** Set problem **
List each distinct transmission temperature figure that appears in the forum thread about the transmission fluid service below.

** Text block **

I used the procedure from the FSM, it told me to leave the pin in the tstat until the test/level check was all done, so that's what I did.

I don't have access to Techstream, my old WinXP laptop died a few years ago, haven't bothered to get it setup on my current laptop, so I did the jumper in the OBD port method. Temp test worked perfectly, very easy to do, and I also left the jumper installed for the entire test, removed after I was done and shut the engine off.

Haven't driven it yet, still up on the lift, doing new SS brake lines and brake system flush today.

Really wish we just had a dipstick, would make checking and filling so much easier...
 
Tomorrow will be my first go at this service on my 2021 8 speed. Having read through this thread and watched the videos I think I have a pretty good grasp on the mechanical aspect of the process but the final fluid level check is where I get antsy.

I don’t have to do the jumpers or the gear shift back and forth thing to enter the ATF level adjust mode if I’m using OBD fusion, correct? As soon as the trans temp is between 102°-115° I’m good to check the level and close it all up, correct?
 
Tomorrow will be my first go at this service on my 2021 8 speed. Having read through this thread and watched the videos I think I have a pretty good grasp on the mechanical aspect of the process but the final fluid level check is where I get antsy.

I don’t have to do the jumpers or the gear shift back and forth thing to enter the ATF level adjust mode if I’m using OBD fusion, correct? As soon as the trans temp is between 102°-115° I’m good to check the level and close it all up, correct?
Correct with your 2021.
 
Wrapping up this task now but wanted to get the thumbs up from those wiser than I before I put the skids back on.

Did the drain refill 3 times. First drain was 3200ML, next 2 were 2500z. I replaced the same amount that came out. Ran until trans pan temp was 106 and pulled the plug until it was sporadically dripping then buttoned it all up.

All this sound about right?

All the ambiguity in the level check makes me over think it all…. Damn, I miss dipsticks!
 
Wrapping up this task now but wanted to get the thumbs up from those wiser than I before I put the skids back on.

Did the drain refill 3 times. First drain was 3200ML, next 2 were 2500z. I replaced the same amount that came out. Ran until trans pan temp was 106 and pulled the plug until it was sporadically dripping then buttoned it all up.

All this sound about right?

All the ambiguity in the level check makes me over think it all…. Damn, I miss dipsticks!
Sounds right. Congrats!

** Extracted material **
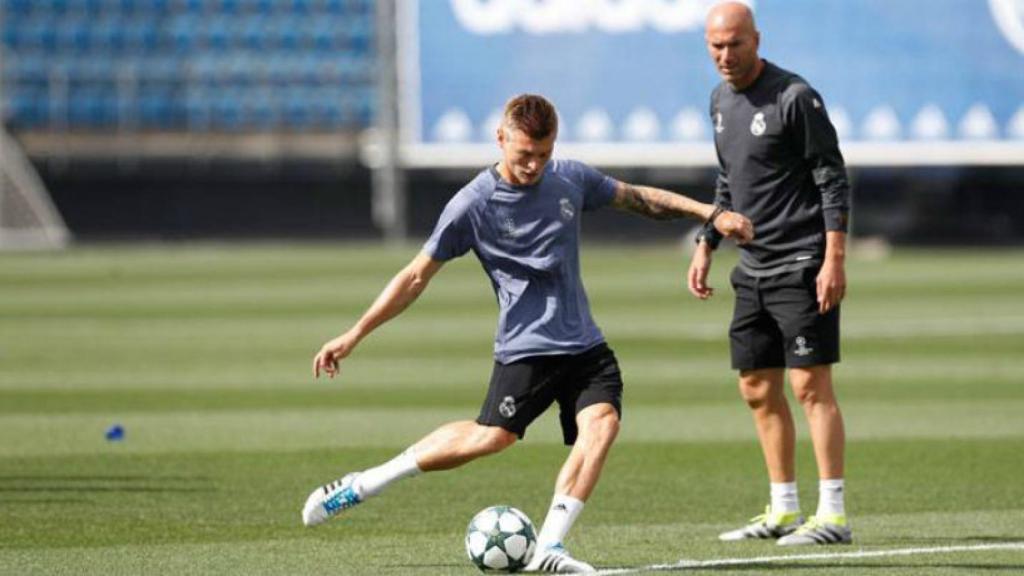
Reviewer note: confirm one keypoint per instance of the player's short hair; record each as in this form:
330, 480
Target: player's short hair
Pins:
532, 114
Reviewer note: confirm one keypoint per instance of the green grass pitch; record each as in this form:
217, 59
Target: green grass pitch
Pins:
203, 354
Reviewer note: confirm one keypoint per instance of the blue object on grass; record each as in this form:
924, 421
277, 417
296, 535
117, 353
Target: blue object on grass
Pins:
116, 433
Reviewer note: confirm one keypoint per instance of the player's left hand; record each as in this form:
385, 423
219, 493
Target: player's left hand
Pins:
331, 355
830, 286
734, 225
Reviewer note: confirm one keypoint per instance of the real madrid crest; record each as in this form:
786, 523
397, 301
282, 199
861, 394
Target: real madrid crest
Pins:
566, 208
758, 125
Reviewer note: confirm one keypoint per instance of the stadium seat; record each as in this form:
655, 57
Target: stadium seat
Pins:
202, 65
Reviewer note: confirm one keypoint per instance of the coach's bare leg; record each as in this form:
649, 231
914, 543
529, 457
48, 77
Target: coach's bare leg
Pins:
764, 392
598, 425
813, 387
457, 443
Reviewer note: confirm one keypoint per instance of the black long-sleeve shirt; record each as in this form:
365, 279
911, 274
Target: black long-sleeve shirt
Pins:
779, 165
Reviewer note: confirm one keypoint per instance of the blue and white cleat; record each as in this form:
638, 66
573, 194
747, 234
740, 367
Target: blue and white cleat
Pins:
330, 499
556, 560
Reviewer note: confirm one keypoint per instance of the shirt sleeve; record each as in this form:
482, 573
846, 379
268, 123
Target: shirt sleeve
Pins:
453, 234
723, 197
598, 189
808, 123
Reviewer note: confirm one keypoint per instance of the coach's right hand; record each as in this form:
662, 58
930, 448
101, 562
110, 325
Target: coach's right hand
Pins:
734, 225
696, 278
333, 353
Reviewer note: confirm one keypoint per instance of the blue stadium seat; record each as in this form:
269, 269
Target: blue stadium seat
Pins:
17, 7
202, 64
73, 36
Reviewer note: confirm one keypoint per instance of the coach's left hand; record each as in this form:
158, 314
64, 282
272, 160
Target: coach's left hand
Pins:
830, 286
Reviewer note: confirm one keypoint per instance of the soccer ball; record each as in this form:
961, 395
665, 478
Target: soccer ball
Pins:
500, 538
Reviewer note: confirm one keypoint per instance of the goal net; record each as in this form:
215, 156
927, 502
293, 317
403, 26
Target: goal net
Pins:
28, 217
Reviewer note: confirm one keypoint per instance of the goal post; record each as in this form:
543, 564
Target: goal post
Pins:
28, 217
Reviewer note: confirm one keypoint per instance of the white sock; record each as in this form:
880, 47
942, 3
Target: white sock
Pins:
373, 481
561, 516
783, 497
830, 500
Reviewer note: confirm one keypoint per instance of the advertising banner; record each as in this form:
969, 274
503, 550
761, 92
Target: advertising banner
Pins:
904, 81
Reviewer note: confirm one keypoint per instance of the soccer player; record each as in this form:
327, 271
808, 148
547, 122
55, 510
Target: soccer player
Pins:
779, 164
521, 218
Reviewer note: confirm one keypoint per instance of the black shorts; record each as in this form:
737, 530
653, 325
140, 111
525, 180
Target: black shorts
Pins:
776, 323
521, 391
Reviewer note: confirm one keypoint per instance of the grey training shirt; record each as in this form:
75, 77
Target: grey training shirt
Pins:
781, 167
527, 241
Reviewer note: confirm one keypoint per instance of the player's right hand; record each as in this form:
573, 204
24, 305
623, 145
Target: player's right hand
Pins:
332, 354
696, 278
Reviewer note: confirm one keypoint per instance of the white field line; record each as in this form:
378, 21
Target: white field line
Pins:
698, 564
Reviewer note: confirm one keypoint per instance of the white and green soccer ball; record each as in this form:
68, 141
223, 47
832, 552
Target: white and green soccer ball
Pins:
501, 538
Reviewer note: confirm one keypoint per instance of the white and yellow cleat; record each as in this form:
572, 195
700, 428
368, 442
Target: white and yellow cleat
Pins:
556, 560
767, 526
827, 530
330, 499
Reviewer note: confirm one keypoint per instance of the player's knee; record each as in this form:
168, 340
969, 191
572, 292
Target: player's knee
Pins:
811, 386
601, 425
494, 439
757, 392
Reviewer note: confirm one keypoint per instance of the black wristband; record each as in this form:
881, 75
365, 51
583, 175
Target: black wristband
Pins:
715, 213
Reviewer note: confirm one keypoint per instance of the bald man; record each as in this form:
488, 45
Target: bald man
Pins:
780, 165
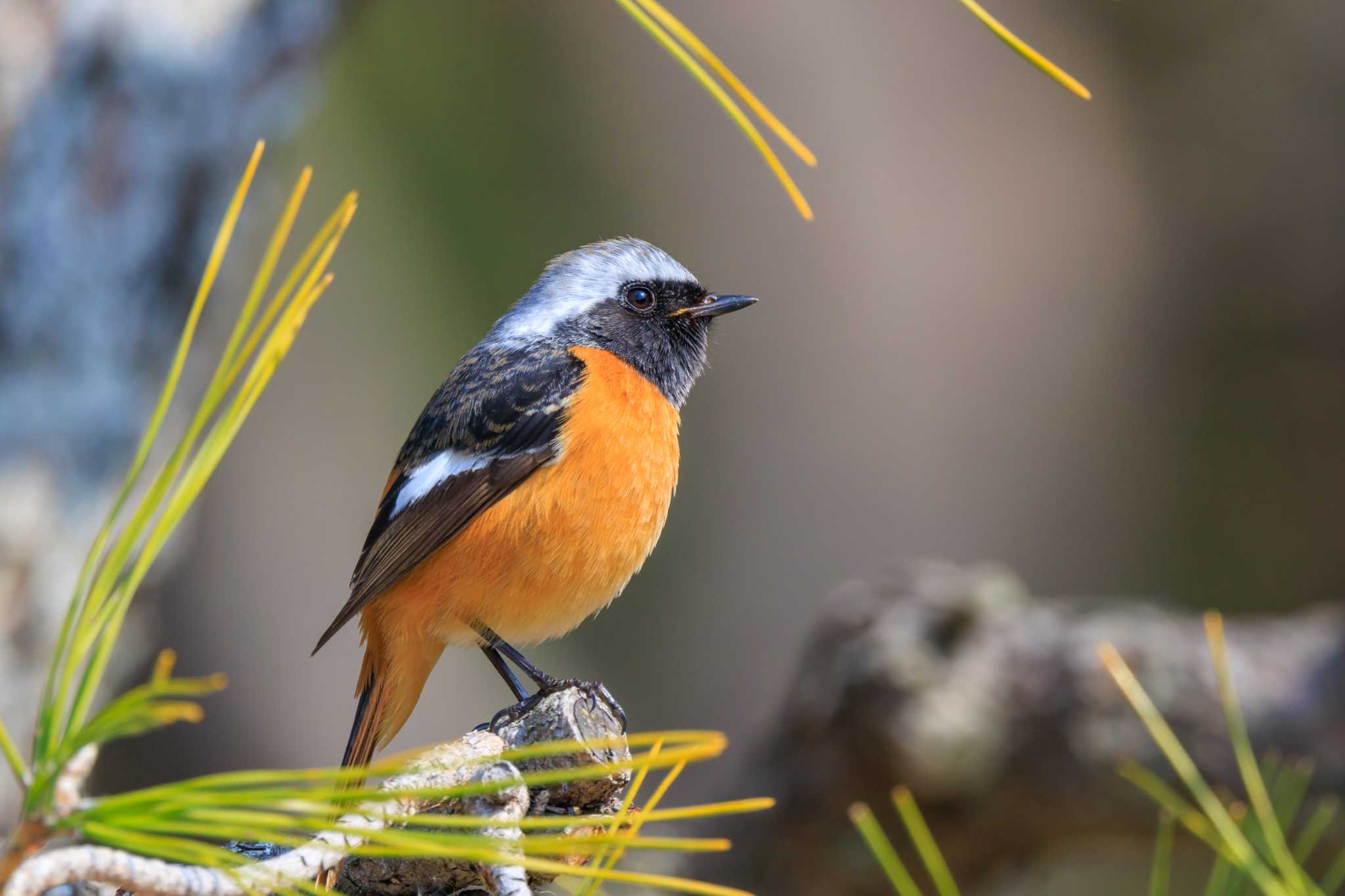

** Result of the exercise **
102°, 115°, 106